## Object outline annotations
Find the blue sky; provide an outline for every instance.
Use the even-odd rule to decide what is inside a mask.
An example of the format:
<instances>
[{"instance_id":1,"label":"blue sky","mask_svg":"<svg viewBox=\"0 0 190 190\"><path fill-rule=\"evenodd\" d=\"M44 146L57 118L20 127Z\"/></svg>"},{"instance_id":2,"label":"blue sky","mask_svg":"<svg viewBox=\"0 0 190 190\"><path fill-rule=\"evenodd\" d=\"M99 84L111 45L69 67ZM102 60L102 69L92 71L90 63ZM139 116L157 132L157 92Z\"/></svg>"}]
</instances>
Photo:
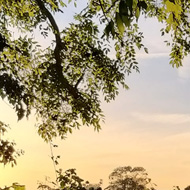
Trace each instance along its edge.
<instances>
[{"instance_id":1,"label":"blue sky","mask_svg":"<svg viewBox=\"0 0 190 190\"><path fill-rule=\"evenodd\" d=\"M59 23L71 18L65 15ZM99 133L82 127L65 141L56 140L55 154L61 154L63 169L76 168L94 183L103 179L104 186L115 167L131 165L144 167L158 189L184 188L190 185L190 57L182 68L172 68L161 25L143 19L139 24L149 48L148 55L137 54L140 74L126 76L130 89L120 89L115 101L102 102L106 122ZM11 125L9 139L25 150L15 168L0 166L0 186L19 182L32 190L45 176L54 179L49 145L38 137L34 117L17 123L2 101L0 120Z\"/></svg>"}]
</instances>

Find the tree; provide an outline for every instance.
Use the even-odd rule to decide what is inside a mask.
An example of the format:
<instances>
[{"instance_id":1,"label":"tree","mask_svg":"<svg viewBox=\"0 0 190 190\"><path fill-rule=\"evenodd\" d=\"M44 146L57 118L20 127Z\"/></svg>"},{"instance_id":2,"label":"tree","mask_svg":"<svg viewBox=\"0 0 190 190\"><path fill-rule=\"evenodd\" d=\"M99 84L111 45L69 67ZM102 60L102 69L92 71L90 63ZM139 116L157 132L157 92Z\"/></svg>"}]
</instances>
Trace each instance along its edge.
<instances>
[{"instance_id":1,"label":"tree","mask_svg":"<svg viewBox=\"0 0 190 190\"><path fill-rule=\"evenodd\" d=\"M13 106L18 120L35 110L45 141L65 138L84 124L101 128L100 93L109 102L118 95L119 85L128 89L126 73L139 71L136 48L148 52L138 27L140 16L165 23L161 34L172 38L167 45L173 66L181 66L190 51L189 0L90 0L75 22L60 31L54 14L65 6L62 0L0 4L0 96ZM95 17L104 24L103 33ZM13 29L20 37L14 37ZM54 35L50 46L35 41L36 29L43 38ZM114 59L109 57L110 41Z\"/></svg>"},{"instance_id":2,"label":"tree","mask_svg":"<svg viewBox=\"0 0 190 190\"><path fill-rule=\"evenodd\" d=\"M124 166L116 168L109 176L107 190L153 190L151 179L142 167Z\"/></svg>"},{"instance_id":3,"label":"tree","mask_svg":"<svg viewBox=\"0 0 190 190\"><path fill-rule=\"evenodd\" d=\"M68 169L65 172L62 170L57 171L56 182L52 182L54 187L40 183L38 189L40 190L102 190L100 185L92 186L88 181L81 179L75 169Z\"/></svg>"},{"instance_id":4,"label":"tree","mask_svg":"<svg viewBox=\"0 0 190 190\"><path fill-rule=\"evenodd\" d=\"M16 150L14 142L3 139L7 128L8 126L0 121L0 163L4 165L10 163L14 166L16 164L16 158L23 154L23 151Z\"/></svg>"}]
</instances>

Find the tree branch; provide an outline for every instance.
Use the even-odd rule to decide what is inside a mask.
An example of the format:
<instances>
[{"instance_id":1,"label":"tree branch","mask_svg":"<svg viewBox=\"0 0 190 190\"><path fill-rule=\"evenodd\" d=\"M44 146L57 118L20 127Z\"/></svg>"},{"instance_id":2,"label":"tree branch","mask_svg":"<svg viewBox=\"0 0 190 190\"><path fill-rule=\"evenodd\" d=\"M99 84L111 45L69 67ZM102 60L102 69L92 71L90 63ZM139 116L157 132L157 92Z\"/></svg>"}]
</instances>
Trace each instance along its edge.
<instances>
[{"instance_id":1,"label":"tree branch","mask_svg":"<svg viewBox=\"0 0 190 190\"><path fill-rule=\"evenodd\" d=\"M76 99L79 96L78 90L76 88L74 88L71 84L69 84L68 80L63 75L63 66L61 64L62 60L61 60L60 53L61 53L61 50L64 49L64 44L61 41L60 31L57 26L57 23L56 23L54 17L52 16L52 14L50 13L50 11L45 7L42 0L36 0L36 3L38 4L42 14L44 14L48 18L48 20L53 28L53 33L54 33L55 39L56 39L54 56L55 56L55 60L56 60L56 72L58 74L59 80L60 80L61 84L63 84L63 86L66 87L66 89L73 96L73 98Z\"/></svg>"}]
</instances>

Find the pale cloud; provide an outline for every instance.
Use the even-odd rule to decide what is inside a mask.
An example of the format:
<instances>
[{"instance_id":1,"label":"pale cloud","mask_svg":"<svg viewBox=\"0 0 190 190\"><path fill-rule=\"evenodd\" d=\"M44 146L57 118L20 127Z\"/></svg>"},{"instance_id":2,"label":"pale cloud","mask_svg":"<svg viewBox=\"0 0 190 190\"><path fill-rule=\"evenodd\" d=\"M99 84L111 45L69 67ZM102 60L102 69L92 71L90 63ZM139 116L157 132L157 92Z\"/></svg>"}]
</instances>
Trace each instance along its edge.
<instances>
[{"instance_id":1,"label":"pale cloud","mask_svg":"<svg viewBox=\"0 0 190 190\"><path fill-rule=\"evenodd\" d=\"M164 123L164 124L183 124L190 123L190 114L156 114L134 112L132 116L144 122Z\"/></svg>"},{"instance_id":2,"label":"pale cloud","mask_svg":"<svg viewBox=\"0 0 190 190\"><path fill-rule=\"evenodd\" d=\"M181 79L190 79L190 56L183 60L183 67L178 68L178 76Z\"/></svg>"}]
</instances>

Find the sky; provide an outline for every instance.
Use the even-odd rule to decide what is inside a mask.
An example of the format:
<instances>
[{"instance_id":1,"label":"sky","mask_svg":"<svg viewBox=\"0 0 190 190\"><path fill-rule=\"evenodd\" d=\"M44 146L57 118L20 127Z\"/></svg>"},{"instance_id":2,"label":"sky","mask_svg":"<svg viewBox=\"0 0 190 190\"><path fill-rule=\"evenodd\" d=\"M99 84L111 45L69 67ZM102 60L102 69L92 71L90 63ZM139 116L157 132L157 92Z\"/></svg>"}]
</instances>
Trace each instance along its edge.
<instances>
[{"instance_id":1,"label":"sky","mask_svg":"<svg viewBox=\"0 0 190 190\"><path fill-rule=\"evenodd\" d=\"M59 23L68 22L65 15L57 17ZM76 168L81 178L103 179L106 187L114 168L142 166L157 189L185 188L190 185L190 57L183 67L173 68L161 25L145 19L139 25L149 48L149 54L137 54L140 73L126 76L130 89L120 89L115 101L102 102L106 120L100 132L83 126L66 140L55 140L54 154L61 155L57 169ZM0 101L0 107L0 120L11 127L8 139L25 151L14 168L0 165L0 187L18 182L35 190L47 177L54 180L50 146L38 136L34 115L17 122L7 102Z\"/></svg>"}]
</instances>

## THE EXERCISE
Update the listing from the line that contains "Find the sky;" through its end, swapping "edge" for "boundary" and leaving everything else unchanged.

## CORRECT RESPONSE
Find the sky; provide an outline for every instance.
Use the even-odd rule to decide what is inside a mask.
An example of the format:
<instances>
[{"instance_id":1,"label":"sky","mask_svg":"<svg viewBox=\"0 0 190 190\"><path fill-rule=\"evenodd\" d=\"M44 146L57 118L20 127Z\"/></svg>"},{"instance_id":2,"label":"sky","mask_svg":"<svg viewBox=\"0 0 190 190\"><path fill-rule=\"evenodd\" d=\"M99 84L111 45L69 67ZM102 60L102 69L92 71L90 63ZM139 116L157 132L157 92Z\"/></svg>"}]
</instances>
Trace each instance along its boundary.
<instances>
[{"instance_id":1,"label":"sky","mask_svg":"<svg viewBox=\"0 0 190 190\"><path fill-rule=\"evenodd\" d=\"M59 23L68 22L65 15L57 17ZM76 168L81 178L103 179L106 187L114 168L142 166L157 189L185 188L190 185L190 57L183 67L173 68L161 25L145 19L139 25L149 48L149 54L137 54L140 73L126 76L130 89L120 89L115 101L102 102L106 120L100 132L83 126L66 140L55 140L54 154L61 155L57 169ZM0 101L0 107L0 120L11 127L8 139L25 151L14 168L0 165L0 187L18 182L35 190L47 177L54 180L50 146L38 136L34 115L17 122L7 102Z\"/></svg>"}]
</instances>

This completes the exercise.